═══ SELECTED TEXT ═══
When in Rome: Newcomers on Facebook
A teammate of mine recently sent me a link to a paper called "Feed Me: Motivating Newcomer Contribution in Social Network Sites" and I thought it was worth discussing. The paper was jointly authored by Moira Burke, a PhD student at Carnegie Mellon, and Cameron Marlow and Thomas Lento, two research scientists at Facebook.
The Chicken and the Egg
The root question addressed in the paper is this: what motivates newcomers to contribute to social networks? For social networking sites getting users to contribute is one of the primary problems, right after how you acquire new users.
Let's dive right in and look at their hypotheses, methodology, and conclusions.
Hypotheses
The authors took all users who joined on a random weekday in March 2008 — amounting to about 140,000 users — and tried to predict their long-term sharing habits based on the experiences they have in the first two weeks. Specifically, they looked at how users interacted with photos.
The paper outlines four hypotheses:
- Social learning: Newcomers whose friends share more content will go on to contribute more content themselves.
- Singling out: Newcomers who are singled out in content will contribute more content.
- Feedback: Newcomers receiving more feedback on their initial content will go on to contribute more content.
- Distribution: Newcomers whose initial content is distributed widely will go on to contribute more content.
Conclusion: When in Rome...
The authors also broke down the newcomers into two categories, early uploaders and non-early uploaders, depending on whether or not they uploaded more than one photo in the first two weeks.
The two factors that correlated with long-term photo sharing for early uploaders were whether your friends were also sharing photos in your firs two weeks, and whether people commented on your photos. Surprisingly "singling out," i.e., getting tagged in photos, had no statistically significant effect.
═══
SHORT EXERCISE A ▸
Answer these about the post on Facebook newcomers:
(i) Who authored the paper "Feed Me: Motivating Newcomer Contribution in Social Network Sites"?
(ii) About how many users joined on the random weekday in March 2008 that the authors studied?
(iii) What effect did getting tagged in photos have on early uploaders?
═══ DATA RECORDS ═══
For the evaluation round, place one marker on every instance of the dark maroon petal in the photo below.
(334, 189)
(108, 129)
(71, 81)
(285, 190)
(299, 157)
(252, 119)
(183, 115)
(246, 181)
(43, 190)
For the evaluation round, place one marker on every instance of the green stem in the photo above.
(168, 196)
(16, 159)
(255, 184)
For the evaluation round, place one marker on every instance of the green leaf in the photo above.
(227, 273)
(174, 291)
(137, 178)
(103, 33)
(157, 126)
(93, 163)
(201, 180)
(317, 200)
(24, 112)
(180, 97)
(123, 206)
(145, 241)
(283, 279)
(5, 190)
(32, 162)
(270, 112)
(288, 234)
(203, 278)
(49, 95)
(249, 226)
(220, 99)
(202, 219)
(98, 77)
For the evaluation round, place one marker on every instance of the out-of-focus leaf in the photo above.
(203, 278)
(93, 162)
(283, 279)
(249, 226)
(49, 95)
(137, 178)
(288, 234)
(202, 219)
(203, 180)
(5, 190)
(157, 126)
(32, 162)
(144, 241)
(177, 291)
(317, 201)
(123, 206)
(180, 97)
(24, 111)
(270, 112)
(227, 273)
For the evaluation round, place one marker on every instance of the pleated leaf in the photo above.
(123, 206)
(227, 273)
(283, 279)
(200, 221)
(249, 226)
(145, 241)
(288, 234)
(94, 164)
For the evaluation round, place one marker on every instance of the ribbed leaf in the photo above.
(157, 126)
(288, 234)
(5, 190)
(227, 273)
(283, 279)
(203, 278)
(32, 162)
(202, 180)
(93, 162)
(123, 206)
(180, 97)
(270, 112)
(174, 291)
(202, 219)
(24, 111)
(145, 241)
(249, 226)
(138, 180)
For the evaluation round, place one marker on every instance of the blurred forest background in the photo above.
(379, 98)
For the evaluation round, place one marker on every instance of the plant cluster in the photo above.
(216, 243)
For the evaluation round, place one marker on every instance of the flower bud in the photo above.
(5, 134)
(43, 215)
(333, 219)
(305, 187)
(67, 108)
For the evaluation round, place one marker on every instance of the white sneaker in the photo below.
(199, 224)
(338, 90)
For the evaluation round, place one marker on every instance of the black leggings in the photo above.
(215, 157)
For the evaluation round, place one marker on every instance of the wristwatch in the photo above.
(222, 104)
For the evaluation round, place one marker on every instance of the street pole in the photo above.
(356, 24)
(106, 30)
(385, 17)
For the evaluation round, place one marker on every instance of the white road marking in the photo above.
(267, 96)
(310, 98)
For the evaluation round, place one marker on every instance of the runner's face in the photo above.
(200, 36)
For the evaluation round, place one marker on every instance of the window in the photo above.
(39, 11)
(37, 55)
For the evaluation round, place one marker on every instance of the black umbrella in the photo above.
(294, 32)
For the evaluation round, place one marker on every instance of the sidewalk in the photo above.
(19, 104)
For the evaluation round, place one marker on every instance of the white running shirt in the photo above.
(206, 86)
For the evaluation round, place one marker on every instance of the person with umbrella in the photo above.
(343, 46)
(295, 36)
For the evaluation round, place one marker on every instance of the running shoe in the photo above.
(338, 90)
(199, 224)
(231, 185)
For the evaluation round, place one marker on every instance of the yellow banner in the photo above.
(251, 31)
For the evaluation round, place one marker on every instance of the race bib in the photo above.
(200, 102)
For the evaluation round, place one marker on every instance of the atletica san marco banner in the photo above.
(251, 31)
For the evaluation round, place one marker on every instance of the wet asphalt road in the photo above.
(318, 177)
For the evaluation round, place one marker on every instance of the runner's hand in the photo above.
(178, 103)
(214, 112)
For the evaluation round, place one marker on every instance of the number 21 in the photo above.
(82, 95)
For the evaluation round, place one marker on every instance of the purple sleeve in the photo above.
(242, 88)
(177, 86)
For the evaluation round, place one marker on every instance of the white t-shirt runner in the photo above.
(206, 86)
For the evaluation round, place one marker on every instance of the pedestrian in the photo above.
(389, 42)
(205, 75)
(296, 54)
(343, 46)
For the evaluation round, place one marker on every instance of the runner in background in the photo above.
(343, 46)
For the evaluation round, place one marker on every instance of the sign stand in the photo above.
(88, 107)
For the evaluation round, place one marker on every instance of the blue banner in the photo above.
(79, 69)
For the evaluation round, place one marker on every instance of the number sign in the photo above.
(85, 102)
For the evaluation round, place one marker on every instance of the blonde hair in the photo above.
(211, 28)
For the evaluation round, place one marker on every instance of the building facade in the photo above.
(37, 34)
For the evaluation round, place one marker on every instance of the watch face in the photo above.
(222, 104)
═══
═══ DATA RECORDS ═══
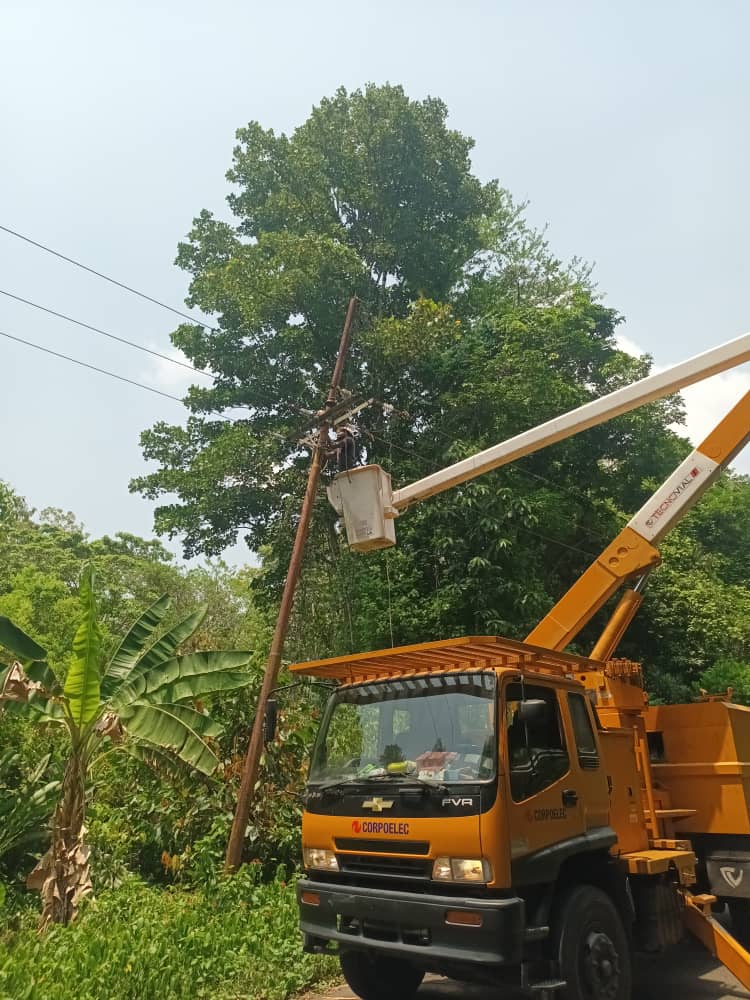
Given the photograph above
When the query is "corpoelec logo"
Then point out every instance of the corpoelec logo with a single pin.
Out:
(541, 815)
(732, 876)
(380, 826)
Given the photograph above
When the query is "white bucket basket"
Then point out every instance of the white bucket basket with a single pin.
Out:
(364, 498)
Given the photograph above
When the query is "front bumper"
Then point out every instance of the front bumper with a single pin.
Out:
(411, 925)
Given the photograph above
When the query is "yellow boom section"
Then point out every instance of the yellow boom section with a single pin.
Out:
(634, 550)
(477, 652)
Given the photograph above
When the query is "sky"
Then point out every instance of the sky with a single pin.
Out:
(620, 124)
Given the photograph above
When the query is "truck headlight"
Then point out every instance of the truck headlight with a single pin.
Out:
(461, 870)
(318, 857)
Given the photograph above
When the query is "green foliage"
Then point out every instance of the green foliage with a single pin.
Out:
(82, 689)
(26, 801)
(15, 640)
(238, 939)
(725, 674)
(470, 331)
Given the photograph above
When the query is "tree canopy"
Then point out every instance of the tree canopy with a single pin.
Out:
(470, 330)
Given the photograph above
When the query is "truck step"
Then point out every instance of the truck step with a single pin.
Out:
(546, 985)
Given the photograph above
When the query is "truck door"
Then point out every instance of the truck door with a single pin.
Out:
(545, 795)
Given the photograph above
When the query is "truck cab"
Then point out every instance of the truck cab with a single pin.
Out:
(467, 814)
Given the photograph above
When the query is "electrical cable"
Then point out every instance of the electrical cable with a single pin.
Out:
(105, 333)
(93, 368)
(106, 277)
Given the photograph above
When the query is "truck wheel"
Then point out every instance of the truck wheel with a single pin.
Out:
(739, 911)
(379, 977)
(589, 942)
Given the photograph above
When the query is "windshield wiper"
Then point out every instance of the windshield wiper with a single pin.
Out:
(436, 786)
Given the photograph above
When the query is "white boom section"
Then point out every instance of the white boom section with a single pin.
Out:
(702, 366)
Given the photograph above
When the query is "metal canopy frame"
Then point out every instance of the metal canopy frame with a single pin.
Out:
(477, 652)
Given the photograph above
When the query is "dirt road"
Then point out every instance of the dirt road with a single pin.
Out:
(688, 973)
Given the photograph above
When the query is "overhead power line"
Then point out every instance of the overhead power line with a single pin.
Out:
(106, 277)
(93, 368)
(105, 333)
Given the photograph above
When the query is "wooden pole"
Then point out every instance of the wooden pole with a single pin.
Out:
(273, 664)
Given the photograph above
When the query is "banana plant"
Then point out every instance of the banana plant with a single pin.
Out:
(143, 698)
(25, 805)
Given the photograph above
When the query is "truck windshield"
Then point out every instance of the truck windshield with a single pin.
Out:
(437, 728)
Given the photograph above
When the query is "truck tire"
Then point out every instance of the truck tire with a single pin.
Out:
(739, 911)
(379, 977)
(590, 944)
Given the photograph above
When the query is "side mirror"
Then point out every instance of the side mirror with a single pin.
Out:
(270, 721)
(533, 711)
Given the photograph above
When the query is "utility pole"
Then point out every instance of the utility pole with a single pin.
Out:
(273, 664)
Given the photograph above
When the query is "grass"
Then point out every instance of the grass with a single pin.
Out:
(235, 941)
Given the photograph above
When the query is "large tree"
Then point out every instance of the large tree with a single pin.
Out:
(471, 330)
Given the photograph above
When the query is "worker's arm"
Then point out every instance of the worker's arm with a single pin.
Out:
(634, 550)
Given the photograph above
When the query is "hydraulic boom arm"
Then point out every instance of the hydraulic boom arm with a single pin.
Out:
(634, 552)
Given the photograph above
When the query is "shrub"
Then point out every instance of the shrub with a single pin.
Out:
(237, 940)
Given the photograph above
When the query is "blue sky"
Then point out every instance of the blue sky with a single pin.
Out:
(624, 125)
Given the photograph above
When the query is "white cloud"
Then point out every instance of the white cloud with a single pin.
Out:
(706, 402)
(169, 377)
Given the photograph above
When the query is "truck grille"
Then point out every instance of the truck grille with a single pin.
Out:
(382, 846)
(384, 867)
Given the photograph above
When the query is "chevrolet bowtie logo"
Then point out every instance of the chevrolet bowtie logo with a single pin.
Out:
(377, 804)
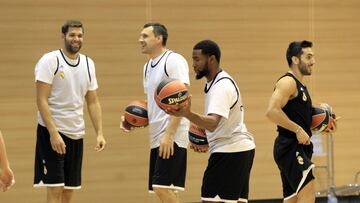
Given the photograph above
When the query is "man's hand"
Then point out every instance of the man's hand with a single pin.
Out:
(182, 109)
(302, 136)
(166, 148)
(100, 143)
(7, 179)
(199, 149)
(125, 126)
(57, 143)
═══
SHORT EXERCISE B ▸ How many lines of the records contain the word "headlight"? Case counts. Give only the number.

FULL SOLUTION A ▸
(i) Moira Burke, Cameron Marlow, and Thomas Lento.
(ii) About 140,000.
(iii) It had no statistically significant effect.

FULL SOLUTION B ▸ 2